=== EXTRAIT ===
Les principaux indicateurs pour les États-Unis seront les commandes de biens durables mercredi et les revenus et dépenses personnels vendredi, ainsi que les déflateurs des dépenses de consommation personnelle (PCE).

Les commandes de biens durables devraient remonter, mais à un rythme un peu plus lent que le mois précédent et inférieur à la moyenne mobile de six mois, qui est stimulée par le bond considérable de janvier. Cela s’explique par une augmentation de 16 % des commandes d’avions.

Si l’on considère les commandes à l’exclusion des avions, on s’attend à ce que les commandes correspondent à peu près à la tendance récente. Cela peut rassurer les gens que des taux d’intérêt plus élevés n’ont pas dissuadé les entreprises d’investir, ce qui est bon pour les perspectives à long terme. USD+

Je pense cependant que les chiffres du revenu personnel et des dépenses de vendredi seront plus intéressants que le chiffre des biens durables. La semaine dernière, nous avons enregistré un chiffre des ventes au détail étonnamment élevé aux États-Unis. Les gens voudront savoir d’où viennent les fonds à l’origine de ces dépenses, et si la population continuera dépenser ?

Les revenus et les dépenses devraient augmenter de 0,6 % en glissement mensuel (c’est pourquoi vous ne voyez qu’un seul point dans le graphique au lieu de deux – ils sont tous les deux le même chiffre). C’est un peu au-dessus de la tendance pour les revenus et un peu en dessous de la tendance pour les dépenses, mais rien de grave. Le point principal est que les revenus sont bloqués et que cela devrait soutenir les dépenses à l’avenir. C’est bon pour l’économie américaine et peut être considéré comme bon pour le dollar, aussi.

J’avais l’habitude de m’enthousiasmer pour les déflateurs des dépenses de consommation personnelle (PCE). Étant donné qu’il s’agit de l’indicateur d’inflation préféré de la Fed, j’ai pensé qu’il devrait être plus important pour la politique monétaire que l’IPC le plus connu. Cependant, j’ai remarqué récemment que, bien que la Fed puisse baser ses prévisions sur les déflateurs PCE, et je suis sûr que leurs quelque 800 analystes y prêtent beaucoup d’attention, lorsque les membres du Comité parlent d ’« inflation », ils font presque toujours référence à l’IPC, pas aux déflateurs PCE. Je ne vais donc pas chercher midi à quatorze heures.

Néanmoins, nous pourrions avoir un peu d’excitation autour des déflateurs PCE de ce mois-ci, car ils devraient montrer un ralentissement de l’inflation à tous les niveaux. Cela contraste avec l’IPC, qui n’a cessé d’augmenter.
=== DONNÉES EXTRAITES ===
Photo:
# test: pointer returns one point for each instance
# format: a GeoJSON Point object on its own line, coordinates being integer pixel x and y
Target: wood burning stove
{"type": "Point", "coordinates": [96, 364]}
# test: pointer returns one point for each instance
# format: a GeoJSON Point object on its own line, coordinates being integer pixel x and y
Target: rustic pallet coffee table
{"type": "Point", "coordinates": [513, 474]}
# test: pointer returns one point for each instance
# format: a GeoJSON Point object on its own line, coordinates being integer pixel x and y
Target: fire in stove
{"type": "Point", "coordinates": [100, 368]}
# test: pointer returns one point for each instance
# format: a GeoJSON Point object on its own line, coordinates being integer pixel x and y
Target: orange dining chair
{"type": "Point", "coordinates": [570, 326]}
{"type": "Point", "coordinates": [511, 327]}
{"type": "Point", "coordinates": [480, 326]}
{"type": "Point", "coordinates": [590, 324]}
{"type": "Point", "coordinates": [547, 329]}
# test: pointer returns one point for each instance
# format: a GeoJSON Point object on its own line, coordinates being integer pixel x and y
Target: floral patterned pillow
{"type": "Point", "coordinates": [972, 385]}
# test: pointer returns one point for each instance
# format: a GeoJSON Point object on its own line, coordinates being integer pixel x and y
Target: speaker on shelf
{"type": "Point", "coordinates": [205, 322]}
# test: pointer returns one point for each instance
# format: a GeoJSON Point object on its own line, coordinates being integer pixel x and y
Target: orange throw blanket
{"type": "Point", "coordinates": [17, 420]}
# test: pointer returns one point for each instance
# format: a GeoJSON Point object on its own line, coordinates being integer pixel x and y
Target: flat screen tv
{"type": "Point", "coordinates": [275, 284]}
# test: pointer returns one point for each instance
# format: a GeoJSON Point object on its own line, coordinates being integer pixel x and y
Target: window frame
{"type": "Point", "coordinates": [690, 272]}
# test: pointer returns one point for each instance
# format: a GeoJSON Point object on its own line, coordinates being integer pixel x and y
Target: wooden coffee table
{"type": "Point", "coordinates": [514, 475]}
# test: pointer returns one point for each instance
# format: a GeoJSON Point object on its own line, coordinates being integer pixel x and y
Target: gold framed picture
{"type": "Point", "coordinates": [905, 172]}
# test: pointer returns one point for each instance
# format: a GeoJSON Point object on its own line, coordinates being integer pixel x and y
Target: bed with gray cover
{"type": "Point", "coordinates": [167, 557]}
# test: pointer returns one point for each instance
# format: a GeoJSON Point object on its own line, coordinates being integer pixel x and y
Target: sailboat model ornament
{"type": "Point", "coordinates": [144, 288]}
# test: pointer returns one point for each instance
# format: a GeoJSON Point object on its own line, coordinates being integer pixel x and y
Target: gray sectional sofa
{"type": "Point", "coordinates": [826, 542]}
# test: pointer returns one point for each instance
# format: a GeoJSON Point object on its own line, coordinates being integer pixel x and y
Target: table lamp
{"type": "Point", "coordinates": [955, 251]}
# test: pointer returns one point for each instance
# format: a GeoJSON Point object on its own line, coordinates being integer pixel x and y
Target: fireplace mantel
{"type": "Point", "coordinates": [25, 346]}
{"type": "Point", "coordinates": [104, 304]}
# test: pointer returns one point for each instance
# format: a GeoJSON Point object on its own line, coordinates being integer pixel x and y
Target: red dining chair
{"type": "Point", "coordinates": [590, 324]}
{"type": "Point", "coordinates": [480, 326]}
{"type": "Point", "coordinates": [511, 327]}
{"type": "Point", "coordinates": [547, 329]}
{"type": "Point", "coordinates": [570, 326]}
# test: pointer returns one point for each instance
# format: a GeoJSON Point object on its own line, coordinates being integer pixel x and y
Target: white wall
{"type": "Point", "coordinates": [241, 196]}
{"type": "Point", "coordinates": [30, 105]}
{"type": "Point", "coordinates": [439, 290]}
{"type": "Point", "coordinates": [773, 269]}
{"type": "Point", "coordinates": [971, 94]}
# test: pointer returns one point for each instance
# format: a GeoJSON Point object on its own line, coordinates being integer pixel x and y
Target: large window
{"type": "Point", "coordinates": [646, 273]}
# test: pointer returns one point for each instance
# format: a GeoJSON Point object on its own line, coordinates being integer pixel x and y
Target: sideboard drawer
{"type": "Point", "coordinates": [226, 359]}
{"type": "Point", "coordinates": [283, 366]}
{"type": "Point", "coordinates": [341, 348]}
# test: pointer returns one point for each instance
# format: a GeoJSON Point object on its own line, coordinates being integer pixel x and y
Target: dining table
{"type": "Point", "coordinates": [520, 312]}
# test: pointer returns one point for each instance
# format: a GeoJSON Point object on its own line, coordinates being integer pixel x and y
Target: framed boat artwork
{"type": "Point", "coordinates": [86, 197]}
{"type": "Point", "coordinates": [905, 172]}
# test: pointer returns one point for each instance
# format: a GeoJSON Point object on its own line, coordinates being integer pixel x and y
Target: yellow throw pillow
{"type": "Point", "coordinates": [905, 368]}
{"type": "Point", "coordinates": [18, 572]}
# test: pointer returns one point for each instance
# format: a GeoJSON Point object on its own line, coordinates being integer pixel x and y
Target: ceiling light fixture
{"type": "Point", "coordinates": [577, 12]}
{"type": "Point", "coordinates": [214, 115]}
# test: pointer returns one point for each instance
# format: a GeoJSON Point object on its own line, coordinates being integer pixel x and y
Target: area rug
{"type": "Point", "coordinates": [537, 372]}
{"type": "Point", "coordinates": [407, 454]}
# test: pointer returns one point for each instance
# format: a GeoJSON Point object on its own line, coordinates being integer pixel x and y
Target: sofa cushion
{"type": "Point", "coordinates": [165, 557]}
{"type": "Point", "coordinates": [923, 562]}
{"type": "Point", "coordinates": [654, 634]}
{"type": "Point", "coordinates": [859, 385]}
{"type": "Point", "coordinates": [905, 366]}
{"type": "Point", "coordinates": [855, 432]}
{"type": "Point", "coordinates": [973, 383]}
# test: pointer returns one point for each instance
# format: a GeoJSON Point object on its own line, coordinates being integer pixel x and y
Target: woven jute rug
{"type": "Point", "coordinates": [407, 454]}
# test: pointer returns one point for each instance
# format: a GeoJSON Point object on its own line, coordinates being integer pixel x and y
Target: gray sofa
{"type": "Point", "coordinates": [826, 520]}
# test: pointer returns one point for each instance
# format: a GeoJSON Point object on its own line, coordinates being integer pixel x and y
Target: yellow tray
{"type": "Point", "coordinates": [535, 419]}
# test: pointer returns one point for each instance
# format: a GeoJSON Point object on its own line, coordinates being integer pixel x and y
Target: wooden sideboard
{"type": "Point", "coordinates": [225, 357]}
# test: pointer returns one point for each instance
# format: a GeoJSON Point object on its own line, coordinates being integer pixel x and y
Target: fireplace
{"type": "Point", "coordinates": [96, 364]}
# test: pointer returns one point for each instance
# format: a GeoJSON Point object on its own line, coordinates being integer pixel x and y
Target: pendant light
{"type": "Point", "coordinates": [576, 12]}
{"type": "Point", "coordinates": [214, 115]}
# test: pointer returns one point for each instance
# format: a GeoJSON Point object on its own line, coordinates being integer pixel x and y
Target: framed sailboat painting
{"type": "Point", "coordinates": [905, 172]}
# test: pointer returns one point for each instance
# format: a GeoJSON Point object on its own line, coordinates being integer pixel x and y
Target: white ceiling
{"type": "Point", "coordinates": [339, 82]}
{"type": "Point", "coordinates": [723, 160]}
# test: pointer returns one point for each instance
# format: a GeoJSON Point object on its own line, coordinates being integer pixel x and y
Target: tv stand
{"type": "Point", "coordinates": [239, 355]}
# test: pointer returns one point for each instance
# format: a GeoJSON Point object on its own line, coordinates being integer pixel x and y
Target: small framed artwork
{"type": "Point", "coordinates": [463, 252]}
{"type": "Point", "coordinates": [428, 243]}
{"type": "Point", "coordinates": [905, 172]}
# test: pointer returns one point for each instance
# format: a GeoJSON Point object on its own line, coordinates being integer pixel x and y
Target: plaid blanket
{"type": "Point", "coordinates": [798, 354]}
===
- _CONSIGNE_
Reproduisez fidèlement le passage de l'extrait qui commence aux mots « Les principaux indicateurs » et s'arrête après les mots « des commandes d’avions. ». La liste n'a aucun rapport avec l'extrait.

- _RÉPONSE_
Les principaux indicateurs pour les États-Unis seront les commandes de biens durables mercredi et les revenus et dépenses personnels vendredi, ainsi que les déflateurs des dépenses de consommation personnelle (PCE).

Les commandes de biens durables devraient remonter, mais à un rythme un peu plus lent que le mois précédent et inférieur à la moyenne mobile de six mois, qui est stimulée par le bond considérable de janvier. Cela s’explique par une augmentation de 16 % des commandes d’avions.